"""
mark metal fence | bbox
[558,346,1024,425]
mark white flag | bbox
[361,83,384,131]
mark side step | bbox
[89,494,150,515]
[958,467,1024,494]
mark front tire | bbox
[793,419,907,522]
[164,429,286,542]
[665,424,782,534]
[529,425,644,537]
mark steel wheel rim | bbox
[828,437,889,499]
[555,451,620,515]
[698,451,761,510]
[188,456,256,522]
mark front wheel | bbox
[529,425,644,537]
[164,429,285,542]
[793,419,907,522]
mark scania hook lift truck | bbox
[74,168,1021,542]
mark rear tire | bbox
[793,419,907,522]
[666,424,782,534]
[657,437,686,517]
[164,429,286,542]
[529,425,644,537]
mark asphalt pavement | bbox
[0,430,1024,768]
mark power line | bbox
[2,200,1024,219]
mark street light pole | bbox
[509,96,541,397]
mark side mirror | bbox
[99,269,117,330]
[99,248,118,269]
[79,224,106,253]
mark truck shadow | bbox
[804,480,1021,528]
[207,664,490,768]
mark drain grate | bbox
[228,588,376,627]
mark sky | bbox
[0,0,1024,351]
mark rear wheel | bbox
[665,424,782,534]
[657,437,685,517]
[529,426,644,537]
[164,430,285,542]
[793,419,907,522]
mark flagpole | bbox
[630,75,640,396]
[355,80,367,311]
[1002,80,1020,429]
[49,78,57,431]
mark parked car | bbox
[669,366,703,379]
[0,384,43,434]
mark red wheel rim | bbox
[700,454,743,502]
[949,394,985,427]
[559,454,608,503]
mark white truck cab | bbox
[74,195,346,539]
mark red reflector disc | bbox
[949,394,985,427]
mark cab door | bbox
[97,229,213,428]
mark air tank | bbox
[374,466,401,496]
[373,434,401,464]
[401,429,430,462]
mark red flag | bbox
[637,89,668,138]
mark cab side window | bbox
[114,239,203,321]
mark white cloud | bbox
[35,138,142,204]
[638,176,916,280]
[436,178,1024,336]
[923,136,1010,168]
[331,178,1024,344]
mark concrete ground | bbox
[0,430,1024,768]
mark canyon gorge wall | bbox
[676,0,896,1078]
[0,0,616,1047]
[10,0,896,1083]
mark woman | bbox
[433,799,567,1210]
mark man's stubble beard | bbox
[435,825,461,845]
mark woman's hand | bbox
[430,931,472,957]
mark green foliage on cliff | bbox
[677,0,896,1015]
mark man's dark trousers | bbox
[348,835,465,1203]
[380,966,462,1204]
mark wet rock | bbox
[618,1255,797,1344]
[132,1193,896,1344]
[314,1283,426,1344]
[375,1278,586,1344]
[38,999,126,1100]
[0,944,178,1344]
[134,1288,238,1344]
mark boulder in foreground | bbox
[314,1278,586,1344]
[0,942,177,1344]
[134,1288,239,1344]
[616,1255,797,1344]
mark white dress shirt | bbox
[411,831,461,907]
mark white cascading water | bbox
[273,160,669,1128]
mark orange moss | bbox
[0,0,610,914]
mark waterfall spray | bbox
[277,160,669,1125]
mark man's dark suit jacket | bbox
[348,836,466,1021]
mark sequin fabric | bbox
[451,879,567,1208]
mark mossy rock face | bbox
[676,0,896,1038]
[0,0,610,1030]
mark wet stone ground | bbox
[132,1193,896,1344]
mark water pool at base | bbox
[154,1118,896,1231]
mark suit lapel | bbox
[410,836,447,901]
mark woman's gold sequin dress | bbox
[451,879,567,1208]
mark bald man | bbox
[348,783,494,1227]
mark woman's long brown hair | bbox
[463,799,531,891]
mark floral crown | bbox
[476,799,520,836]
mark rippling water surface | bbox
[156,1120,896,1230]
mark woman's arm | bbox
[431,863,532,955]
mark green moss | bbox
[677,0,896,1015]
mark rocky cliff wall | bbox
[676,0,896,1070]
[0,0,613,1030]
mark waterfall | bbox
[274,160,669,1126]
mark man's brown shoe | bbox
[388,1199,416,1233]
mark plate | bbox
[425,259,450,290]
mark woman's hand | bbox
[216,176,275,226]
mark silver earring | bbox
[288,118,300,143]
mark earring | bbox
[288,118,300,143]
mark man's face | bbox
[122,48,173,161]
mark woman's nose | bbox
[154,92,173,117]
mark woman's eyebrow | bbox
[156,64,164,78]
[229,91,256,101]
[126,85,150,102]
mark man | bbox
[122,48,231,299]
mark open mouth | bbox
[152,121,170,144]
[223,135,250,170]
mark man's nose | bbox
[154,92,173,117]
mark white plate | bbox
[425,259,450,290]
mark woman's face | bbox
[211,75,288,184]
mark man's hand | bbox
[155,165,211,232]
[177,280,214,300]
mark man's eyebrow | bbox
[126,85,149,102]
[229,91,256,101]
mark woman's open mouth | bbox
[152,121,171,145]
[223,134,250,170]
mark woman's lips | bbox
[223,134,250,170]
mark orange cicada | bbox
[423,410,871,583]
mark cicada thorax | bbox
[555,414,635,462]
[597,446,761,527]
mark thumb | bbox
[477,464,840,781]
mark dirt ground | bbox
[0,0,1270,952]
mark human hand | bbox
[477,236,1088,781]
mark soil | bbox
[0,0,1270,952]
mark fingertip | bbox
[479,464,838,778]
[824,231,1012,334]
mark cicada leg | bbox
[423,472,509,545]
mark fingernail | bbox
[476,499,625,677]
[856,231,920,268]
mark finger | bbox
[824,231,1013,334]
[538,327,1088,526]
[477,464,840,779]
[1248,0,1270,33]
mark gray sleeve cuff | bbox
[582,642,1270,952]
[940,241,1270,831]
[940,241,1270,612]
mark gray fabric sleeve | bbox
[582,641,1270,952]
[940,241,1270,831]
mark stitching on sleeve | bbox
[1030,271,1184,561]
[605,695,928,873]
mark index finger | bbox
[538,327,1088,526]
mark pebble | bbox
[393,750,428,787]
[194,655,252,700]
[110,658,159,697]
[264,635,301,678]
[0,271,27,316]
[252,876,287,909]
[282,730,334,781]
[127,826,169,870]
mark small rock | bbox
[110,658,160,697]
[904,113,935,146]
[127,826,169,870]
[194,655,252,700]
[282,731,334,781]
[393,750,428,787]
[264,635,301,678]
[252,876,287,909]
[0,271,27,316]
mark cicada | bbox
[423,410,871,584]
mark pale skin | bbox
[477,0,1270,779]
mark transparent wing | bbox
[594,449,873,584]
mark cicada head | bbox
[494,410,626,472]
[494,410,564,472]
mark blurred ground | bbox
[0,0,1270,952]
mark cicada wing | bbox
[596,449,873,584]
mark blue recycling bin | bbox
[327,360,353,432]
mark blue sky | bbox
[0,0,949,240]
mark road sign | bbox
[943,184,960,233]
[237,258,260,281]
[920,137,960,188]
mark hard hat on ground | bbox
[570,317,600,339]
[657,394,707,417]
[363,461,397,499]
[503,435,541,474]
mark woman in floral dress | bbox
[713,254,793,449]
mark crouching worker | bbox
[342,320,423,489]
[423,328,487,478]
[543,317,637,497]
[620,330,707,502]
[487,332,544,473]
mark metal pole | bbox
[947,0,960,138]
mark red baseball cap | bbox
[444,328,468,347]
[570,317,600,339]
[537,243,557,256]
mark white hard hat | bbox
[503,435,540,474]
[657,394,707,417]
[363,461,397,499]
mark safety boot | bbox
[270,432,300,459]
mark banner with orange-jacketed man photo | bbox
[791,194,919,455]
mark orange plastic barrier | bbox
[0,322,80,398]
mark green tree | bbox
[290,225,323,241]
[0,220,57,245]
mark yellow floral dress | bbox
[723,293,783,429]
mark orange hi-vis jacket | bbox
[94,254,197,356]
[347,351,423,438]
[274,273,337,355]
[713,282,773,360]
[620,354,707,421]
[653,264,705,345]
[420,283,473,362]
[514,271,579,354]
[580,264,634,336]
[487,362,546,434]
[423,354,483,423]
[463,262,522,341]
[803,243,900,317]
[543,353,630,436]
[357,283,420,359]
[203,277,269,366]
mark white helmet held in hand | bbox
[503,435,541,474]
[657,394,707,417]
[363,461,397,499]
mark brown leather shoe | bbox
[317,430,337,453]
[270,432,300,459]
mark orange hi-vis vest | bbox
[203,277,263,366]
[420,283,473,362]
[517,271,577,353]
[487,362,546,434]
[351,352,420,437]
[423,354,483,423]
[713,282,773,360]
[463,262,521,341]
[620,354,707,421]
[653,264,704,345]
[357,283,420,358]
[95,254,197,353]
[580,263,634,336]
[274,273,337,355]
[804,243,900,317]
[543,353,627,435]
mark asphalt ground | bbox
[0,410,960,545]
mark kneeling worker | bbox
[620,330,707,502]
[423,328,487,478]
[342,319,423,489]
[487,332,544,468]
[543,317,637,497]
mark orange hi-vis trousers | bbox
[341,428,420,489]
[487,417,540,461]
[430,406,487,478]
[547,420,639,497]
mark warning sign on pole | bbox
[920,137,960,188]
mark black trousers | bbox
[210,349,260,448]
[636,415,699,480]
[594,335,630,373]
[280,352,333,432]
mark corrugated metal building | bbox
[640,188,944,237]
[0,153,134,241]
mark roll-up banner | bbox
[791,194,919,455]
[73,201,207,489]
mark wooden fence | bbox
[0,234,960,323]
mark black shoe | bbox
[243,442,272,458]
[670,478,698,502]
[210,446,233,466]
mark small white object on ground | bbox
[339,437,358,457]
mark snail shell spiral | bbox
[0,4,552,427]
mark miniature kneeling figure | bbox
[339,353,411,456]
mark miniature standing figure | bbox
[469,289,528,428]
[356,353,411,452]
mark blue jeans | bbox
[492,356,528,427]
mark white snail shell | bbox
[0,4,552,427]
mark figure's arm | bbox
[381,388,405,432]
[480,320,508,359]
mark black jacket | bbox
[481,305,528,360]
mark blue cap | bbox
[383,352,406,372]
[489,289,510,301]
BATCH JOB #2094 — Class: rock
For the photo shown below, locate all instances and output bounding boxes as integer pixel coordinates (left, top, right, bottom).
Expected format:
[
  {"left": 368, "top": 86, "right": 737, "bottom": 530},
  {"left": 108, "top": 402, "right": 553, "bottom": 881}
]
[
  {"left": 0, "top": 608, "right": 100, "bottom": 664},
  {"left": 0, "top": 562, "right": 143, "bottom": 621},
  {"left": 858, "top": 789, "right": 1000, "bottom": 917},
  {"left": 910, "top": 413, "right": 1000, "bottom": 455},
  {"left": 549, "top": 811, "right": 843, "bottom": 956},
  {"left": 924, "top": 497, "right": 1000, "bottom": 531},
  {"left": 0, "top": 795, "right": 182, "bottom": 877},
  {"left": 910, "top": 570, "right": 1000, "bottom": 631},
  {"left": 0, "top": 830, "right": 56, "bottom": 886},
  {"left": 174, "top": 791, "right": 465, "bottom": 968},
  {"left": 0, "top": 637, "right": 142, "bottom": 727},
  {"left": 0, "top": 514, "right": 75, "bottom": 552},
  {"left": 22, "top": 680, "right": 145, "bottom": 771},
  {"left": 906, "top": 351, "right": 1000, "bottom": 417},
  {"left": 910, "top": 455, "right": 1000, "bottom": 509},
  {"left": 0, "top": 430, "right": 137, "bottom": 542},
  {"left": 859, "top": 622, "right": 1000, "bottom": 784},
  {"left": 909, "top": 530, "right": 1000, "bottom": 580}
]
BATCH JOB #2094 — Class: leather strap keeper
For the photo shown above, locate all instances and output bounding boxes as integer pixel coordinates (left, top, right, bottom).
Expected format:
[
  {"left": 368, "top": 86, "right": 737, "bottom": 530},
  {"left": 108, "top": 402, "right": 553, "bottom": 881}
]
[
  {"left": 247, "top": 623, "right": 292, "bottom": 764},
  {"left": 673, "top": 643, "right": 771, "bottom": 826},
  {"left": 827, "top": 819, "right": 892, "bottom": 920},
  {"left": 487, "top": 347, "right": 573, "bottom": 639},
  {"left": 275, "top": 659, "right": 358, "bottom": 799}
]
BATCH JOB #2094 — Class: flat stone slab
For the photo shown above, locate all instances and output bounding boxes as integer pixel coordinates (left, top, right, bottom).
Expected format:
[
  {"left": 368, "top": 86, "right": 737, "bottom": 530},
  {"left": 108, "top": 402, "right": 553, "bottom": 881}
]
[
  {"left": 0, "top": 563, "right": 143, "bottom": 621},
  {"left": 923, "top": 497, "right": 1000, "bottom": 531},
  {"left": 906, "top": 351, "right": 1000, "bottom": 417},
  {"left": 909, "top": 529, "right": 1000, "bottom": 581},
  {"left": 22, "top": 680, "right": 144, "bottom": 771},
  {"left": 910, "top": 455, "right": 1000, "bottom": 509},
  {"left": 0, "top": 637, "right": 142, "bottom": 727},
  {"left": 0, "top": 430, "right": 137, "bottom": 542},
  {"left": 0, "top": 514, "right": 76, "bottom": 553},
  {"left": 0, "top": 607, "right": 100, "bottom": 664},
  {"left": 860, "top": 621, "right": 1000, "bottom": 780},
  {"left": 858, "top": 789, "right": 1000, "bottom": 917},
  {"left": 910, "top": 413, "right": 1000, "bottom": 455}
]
"""
* _PROBLEM DETAILS_
Could you write out, word for word and character for character, the lines from the one containing "mark pale skin | bbox" through the one containing "[713,254,793,449]", including both of those lines?

* _COMPLETE RESPONSE_
mark pale skin | bbox
[477,0,1270,779]
mark transparent wing | bbox
[594,449,873,584]
mark cicada head | bbox
[494,410,626,472]
[494,410,564,472]
mark blurred ground | bbox
[0,0,1270,952]
mark cicada wing | bbox
[596,449,873,584]
mark blue recycling bin | bbox
[327,360,353,432]
mark blue sky | bbox
[0,0,949,240]
mark road sign | bbox
[943,184,960,233]
[237,258,260,281]
[920,137,960,188]
mark hard hat on ground | bbox
[570,317,600,339]
[657,394,707,417]
[363,461,397,499]
[503,435,541,474]
mark woman in floral dress | bbox
[713,254,793,449]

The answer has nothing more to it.